Task to carry out: Everything in the data should be repeated exactly, save for the images.

□ □ □ □ □ □ □

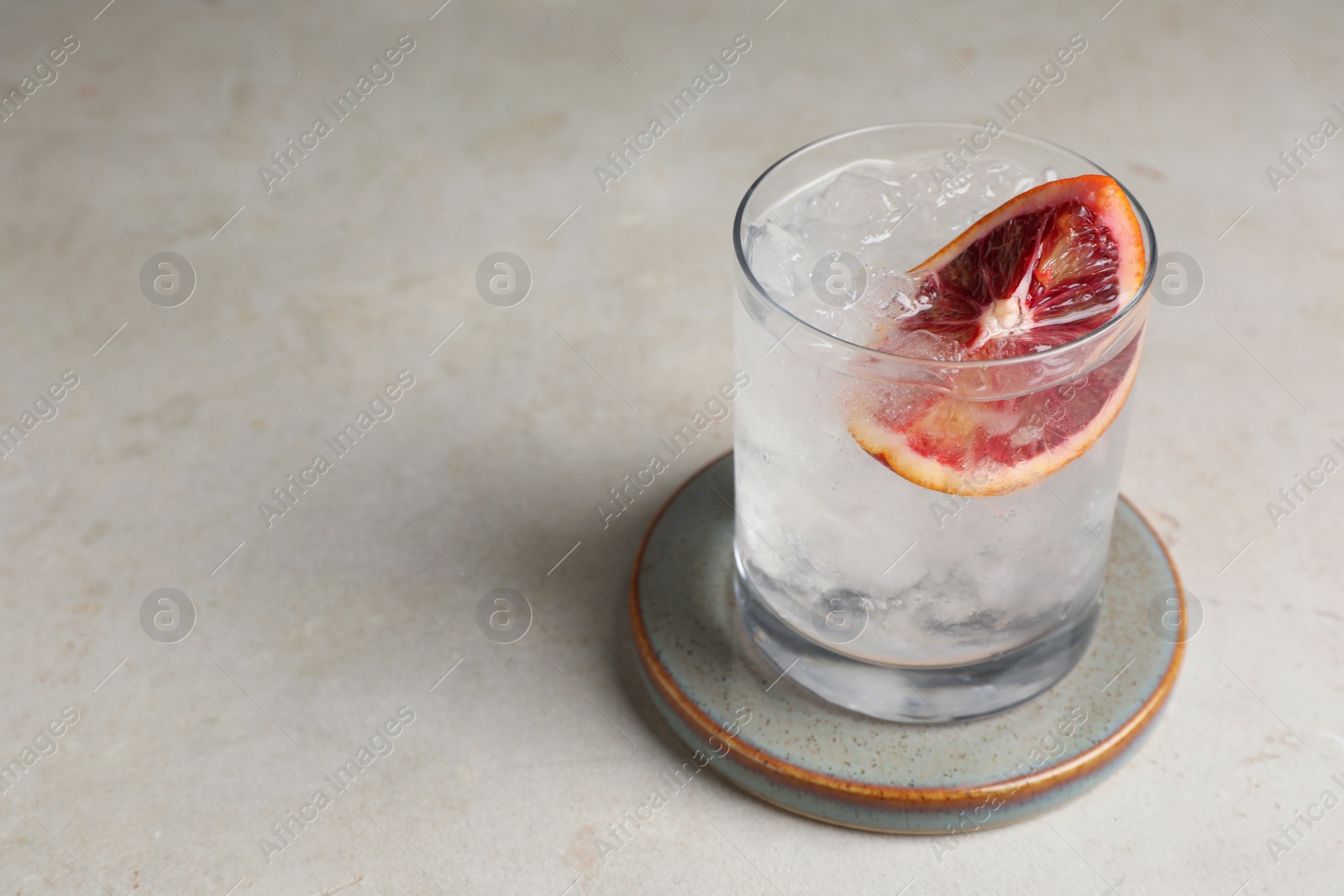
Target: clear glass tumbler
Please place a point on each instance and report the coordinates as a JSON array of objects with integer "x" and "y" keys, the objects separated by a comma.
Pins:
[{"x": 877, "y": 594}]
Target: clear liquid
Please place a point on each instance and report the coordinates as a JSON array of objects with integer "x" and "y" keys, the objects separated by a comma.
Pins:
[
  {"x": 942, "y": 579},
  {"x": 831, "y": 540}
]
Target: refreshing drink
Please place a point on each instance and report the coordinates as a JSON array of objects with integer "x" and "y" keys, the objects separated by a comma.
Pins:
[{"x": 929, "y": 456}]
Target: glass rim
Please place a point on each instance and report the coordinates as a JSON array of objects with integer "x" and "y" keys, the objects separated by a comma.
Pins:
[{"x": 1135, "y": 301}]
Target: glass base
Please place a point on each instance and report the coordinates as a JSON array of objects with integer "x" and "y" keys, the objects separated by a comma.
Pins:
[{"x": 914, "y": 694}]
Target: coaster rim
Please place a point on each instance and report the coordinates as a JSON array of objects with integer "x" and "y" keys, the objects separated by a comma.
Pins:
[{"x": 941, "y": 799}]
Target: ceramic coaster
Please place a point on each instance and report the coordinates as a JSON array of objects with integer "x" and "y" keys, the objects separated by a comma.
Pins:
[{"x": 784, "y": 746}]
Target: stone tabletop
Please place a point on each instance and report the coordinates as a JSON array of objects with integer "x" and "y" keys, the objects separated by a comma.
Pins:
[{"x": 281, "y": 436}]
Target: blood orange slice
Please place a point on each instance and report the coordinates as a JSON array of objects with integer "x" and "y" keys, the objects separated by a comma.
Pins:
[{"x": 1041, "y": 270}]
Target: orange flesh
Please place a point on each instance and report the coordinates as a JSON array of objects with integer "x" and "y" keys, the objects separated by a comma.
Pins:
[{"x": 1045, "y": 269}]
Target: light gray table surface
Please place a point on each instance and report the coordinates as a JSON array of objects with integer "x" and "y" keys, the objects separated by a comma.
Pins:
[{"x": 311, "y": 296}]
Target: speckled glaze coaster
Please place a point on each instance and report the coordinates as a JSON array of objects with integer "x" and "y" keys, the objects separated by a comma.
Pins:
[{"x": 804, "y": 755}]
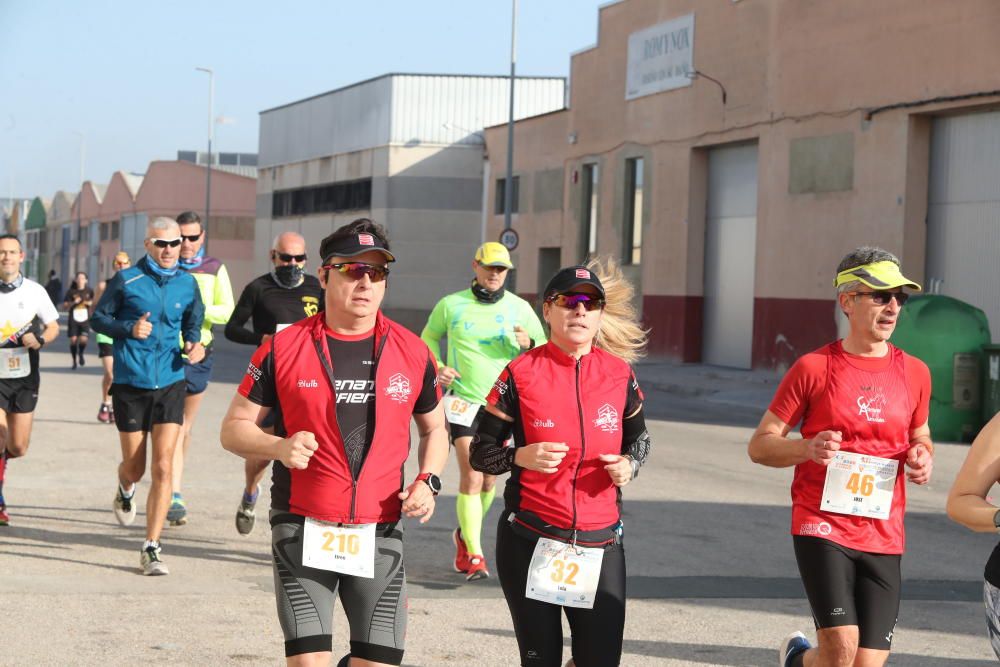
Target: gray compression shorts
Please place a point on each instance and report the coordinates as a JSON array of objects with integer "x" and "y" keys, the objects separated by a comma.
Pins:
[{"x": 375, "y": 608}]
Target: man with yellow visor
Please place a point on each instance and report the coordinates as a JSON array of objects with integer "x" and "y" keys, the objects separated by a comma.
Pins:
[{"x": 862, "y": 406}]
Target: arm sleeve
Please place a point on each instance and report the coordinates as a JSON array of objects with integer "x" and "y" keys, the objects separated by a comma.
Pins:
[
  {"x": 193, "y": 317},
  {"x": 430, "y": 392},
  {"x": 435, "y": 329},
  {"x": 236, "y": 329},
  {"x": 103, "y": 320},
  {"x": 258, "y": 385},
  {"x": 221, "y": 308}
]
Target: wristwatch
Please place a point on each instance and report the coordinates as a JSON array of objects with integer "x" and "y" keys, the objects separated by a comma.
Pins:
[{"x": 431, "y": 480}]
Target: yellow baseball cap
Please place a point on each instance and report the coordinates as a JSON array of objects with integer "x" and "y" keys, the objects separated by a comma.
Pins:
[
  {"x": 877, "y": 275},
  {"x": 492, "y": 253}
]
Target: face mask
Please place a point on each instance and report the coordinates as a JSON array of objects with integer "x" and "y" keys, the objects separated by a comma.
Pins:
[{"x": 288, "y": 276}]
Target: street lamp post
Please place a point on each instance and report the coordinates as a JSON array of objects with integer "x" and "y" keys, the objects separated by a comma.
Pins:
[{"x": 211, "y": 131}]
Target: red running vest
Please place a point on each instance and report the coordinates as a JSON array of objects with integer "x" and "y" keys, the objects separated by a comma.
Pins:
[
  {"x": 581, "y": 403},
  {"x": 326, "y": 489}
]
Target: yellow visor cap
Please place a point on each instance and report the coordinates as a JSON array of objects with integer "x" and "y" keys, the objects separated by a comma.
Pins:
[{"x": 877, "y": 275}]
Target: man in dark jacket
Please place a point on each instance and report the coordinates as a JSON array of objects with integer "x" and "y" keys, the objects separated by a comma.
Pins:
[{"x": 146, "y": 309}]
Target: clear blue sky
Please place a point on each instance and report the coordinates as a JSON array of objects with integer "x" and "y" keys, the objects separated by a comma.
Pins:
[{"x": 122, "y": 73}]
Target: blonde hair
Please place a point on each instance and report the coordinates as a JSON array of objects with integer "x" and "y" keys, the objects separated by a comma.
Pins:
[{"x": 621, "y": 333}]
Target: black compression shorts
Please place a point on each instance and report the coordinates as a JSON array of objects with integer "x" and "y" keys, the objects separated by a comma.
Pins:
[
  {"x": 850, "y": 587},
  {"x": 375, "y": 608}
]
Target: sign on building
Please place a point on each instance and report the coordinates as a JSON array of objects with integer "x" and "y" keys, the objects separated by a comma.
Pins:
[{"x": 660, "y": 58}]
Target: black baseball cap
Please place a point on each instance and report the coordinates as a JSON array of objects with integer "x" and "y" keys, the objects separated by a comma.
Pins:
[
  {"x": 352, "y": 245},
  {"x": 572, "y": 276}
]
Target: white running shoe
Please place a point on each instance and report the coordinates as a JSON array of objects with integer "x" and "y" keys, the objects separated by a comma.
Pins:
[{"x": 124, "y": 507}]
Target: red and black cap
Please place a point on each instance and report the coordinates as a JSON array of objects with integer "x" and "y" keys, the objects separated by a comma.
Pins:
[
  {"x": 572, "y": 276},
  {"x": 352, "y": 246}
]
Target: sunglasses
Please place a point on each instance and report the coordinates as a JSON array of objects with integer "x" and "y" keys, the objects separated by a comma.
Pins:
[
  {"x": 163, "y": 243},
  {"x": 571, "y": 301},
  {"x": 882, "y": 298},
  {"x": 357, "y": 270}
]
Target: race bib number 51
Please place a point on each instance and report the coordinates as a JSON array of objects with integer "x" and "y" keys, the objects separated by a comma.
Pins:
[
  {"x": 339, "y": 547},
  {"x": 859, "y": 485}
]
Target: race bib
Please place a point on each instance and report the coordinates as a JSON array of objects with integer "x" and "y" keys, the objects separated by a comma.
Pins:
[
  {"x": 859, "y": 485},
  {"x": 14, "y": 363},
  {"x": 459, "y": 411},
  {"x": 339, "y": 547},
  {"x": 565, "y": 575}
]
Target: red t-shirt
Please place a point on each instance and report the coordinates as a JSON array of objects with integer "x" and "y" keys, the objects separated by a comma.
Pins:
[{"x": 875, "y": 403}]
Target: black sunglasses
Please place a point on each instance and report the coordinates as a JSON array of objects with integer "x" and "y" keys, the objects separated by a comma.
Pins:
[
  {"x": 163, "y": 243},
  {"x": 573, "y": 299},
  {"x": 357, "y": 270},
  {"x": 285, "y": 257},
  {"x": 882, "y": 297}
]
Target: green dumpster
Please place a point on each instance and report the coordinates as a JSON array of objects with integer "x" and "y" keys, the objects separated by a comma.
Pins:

□ □ □ □ □ □ □

Result of this task:
Target: clear glass tumbler
Please place a point on each instance and report the coordinates as a JSON array of objects with integer "x" and "y" keys, the objects separated by a comma.
Pins:
[{"x": 877, "y": 594}]
Target: clear liquid
Please place a point on each instance and report the coordinates as a JSON array of objects with integer "x" and "y" keys, the objects separated by a comma.
Pins:
[
  {"x": 942, "y": 579},
  {"x": 831, "y": 540}
]
Target: refreshing drink
Please place a point on each instance and report the coordinates as a JSON array of objects with integer "x" and "y" keys, the objects separated by a comma.
Pins:
[{"x": 929, "y": 456}]
Target: glass rim
Please place a point on each instance and report the coordinates as a JSON array of objects with integer "x" and "y" keys, the objects separated by a comma.
Pins:
[{"x": 1135, "y": 301}]
Target: glass base
Please place a point on each instance and report the coordinates as a JSON array of objects with integer "x" and "y" keys, the objects separated by a comma.
Pins:
[{"x": 914, "y": 694}]
Target: coaster rim
Please place a point on each instance and report the coordinates as a JSON array of objects with integer "x" and "y" keys, the objects separated by a comma.
Pins:
[{"x": 941, "y": 799}]
Target: ceramic coaster
Please place a point on each instance and report the coordinates as a JSON array of objects with integer "x" and "y" keys, the objects separated by a comma.
Pins:
[{"x": 784, "y": 746}]
Target: stone tabletop
Please place a point on each instance and report the coordinates as a JSON array of objects with integer "x" and "y" keys, the objects separated by a comma.
Pins:
[{"x": 281, "y": 436}]
Target: blood orange slice
Please place a point on each instance and report the coordinates as a JSON array of objects with integer "x" and "y" keys, the objects separated by a comma.
Pins:
[{"x": 1041, "y": 270}]
Target: orange flesh
Please place a point on each instance and report the coordinates as a JSON array of objects with integer "x" and "y" keys, the objects separated by a comma.
Pins:
[{"x": 1045, "y": 269}]
Target: light gray table surface
Please place a point on each instance and report the coordinates as a JSON array of objects with integer "x" and "y" keys, the objects separated by a comma.
Pins:
[{"x": 311, "y": 296}]
Target: speckled glaze coaster
Please place a point on each instance and report the coordinates as a JSON array of objects with integer "x" and "y" keys, the objects separated by a comma.
Pins:
[{"x": 804, "y": 755}]
Target: gray compression shorts
Please place a point on each instance and report the coordinates as a JSON array of objects with integer "x" and "y" keys, the objects separated by a comma.
Pins:
[{"x": 375, "y": 608}]
Target: man with yellow visor
Please place a point on each instance and report the coordinates as a JSON array of objects with integer "x" and "y" keys, the objects separated by a comma.
Pins:
[{"x": 862, "y": 406}]
Target: arm sleeve
Please place a point on each instance and report the coordinates as a JSON array of objects with integer "x" and "y" keys, the objects separated by a comma.
Pins:
[
  {"x": 193, "y": 317},
  {"x": 430, "y": 392},
  {"x": 435, "y": 329},
  {"x": 236, "y": 329},
  {"x": 103, "y": 320},
  {"x": 258, "y": 385},
  {"x": 221, "y": 308}
]
Target: wristwatch
Please place a point on each instance and report the coordinates as a JSON array of objects with integer "x" and "y" keys, the objects separated by a comma.
Pins:
[{"x": 431, "y": 480}]
Target: yellow baseball cap
Please place a point on each instance and report the coordinates as a JSON array of objects with integer "x" and "y" keys, the objects separated by a comma.
Pins:
[
  {"x": 877, "y": 275},
  {"x": 492, "y": 253}
]
Target: face mask
Please place a point on each instance and report the coordinates as a JSON array of objects with integer "x" and "y" keys, the objects separated by a comma.
Pins:
[{"x": 288, "y": 276}]
Target: street lamp post
Please place a point on each instance and report the coordinates as a JSON array of objects with integer "x" and "y" keys, the objects separated by a comma.
Pins:
[{"x": 211, "y": 131}]
Target: red running vest
Please place a point on each instance and report the coordinates as a JSON array of objects with integer "x" and "y" keys, the objects separated by a comma.
Pins:
[
  {"x": 581, "y": 403},
  {"x": 326, "y": 489}
]
Target: yellow visor cap
Please place a point on each instance and report the coordinates as a JSON array of objects with integer "x" and "y" keys, the objects separated by a comma.
Pins:
[{"x": 877, "y": 275}]
Target: man in dark jacket
Please place a point on each instance and report the coordinates as a JSON array of objects with integer "x" and "y" keys, the objects separated by a comma.
Pins:
[{"x": 146, "y": 309}]
Target: clear blue sky
Please place a point on each instance and report the coordinates as a JSON array of objects with integer "x" and "y" keys, the objects separated by a comma.
Pins:
[{"x": 122, "y": 73}]
Target: blonde hair
Please place a point on each instance and report the coordinates as a JSON array of objects with integer "x" and "y" keys, the objects separated by a comma.
Pins:
[{"x": 621, "y": 333}]
Target: black compression shorts
Please place a point on each instance and report the coordinates as a JSON array of objects with integer "x" and "y" keys, the objects separated by a comma.
Pins:
[
  {"x": 850, "y": 587},
  {"x": 375, "y": 608}
]
Target: sign on building
Please place a point on each instance and report the coordinates as a JSON array of objects with integer "x" and "y" keys, the objects separated by a comma.
Pins:
[{"x": 660, "y": 58}]
Target: black baseball cap
Please place a point on each instance and report the coordinates as a JSON array of objects with integer "x" and "y" keys, the objects separated by a comma.
Pins:
[
  {"x": 352, "y": 245},
  {"x": 572, "y": 276}
]
Target: white running shoe
Please place a point on each instance and report the coordinates as a JSON array of objects with integer "x" and "y" keys, the objects separated by a comma.
Pins:
[{"x": 124, "y": 507}]
Target: red and black cap
Please place a point on each instance and report the coordinates as a JSON array of objects with integer "x" and "y" keys, the objects separated by a comma.
Pins:
[
  {"x": 572, "y": 276},
  {"x": 352, "y": 246}
]
Target: sunglasses
Please place a point on each instance and report the coordinates as a JSON array of objects with integer "x" and "y" keys, the objects separated by a comma.
Pins:
[
  {"x": 163, "y": 243},
  {"x": 571, "y": 301},
  {"x": 882, "y": 298},
  {"x": 357, "y": 270}
]
Target: race bib number 51
Please place a point on each instance and report the coordinates as a JSON array of objects with integer "x" and "y" keys, the objects separated by a comma.
Pins:
[
  {"x": 339, "y": 547},
  {"x": 859, "y": 485}
]
Target: race bib
Please place a point on each instance and report the coordinates as a JSON array of objects with integer "x" and "y" keys, the objects separated by a comma.
Pins:
[
  {"x": 859, "y": 485},
  {"x": 14, "y": 363},
  {"x": 459, "y": 411},
  {"x": 339, "y": 547},
  {"x": 565, "y": 575}
]
Target: red t-shirt
Please place a point on each instance and report the coordinates as a JSON array of objects with integer "x" and "y" keys, the objects separated by a comma.
Pins:
[{"x": 875, "y": 403}]
Target: black sunglasses
Please place a point on each instance and report the coordinates as a JSON array of objects with integer "x" and "y" keys, the objects separated by a comma.
Pins:
[
  {"x": 163, "y": 243},
  {"x": 573, "y": 299},
  {"x": 357, "y": 270},
  {"x": 285, "y": 257},
  {"x": 882, "y": 297}
]
Target: green dumpster
Please place a point on each instance and report the coordinates as a JSON array of objects with integer "x" and "y" keys, the objects separated by a comma.
Pins:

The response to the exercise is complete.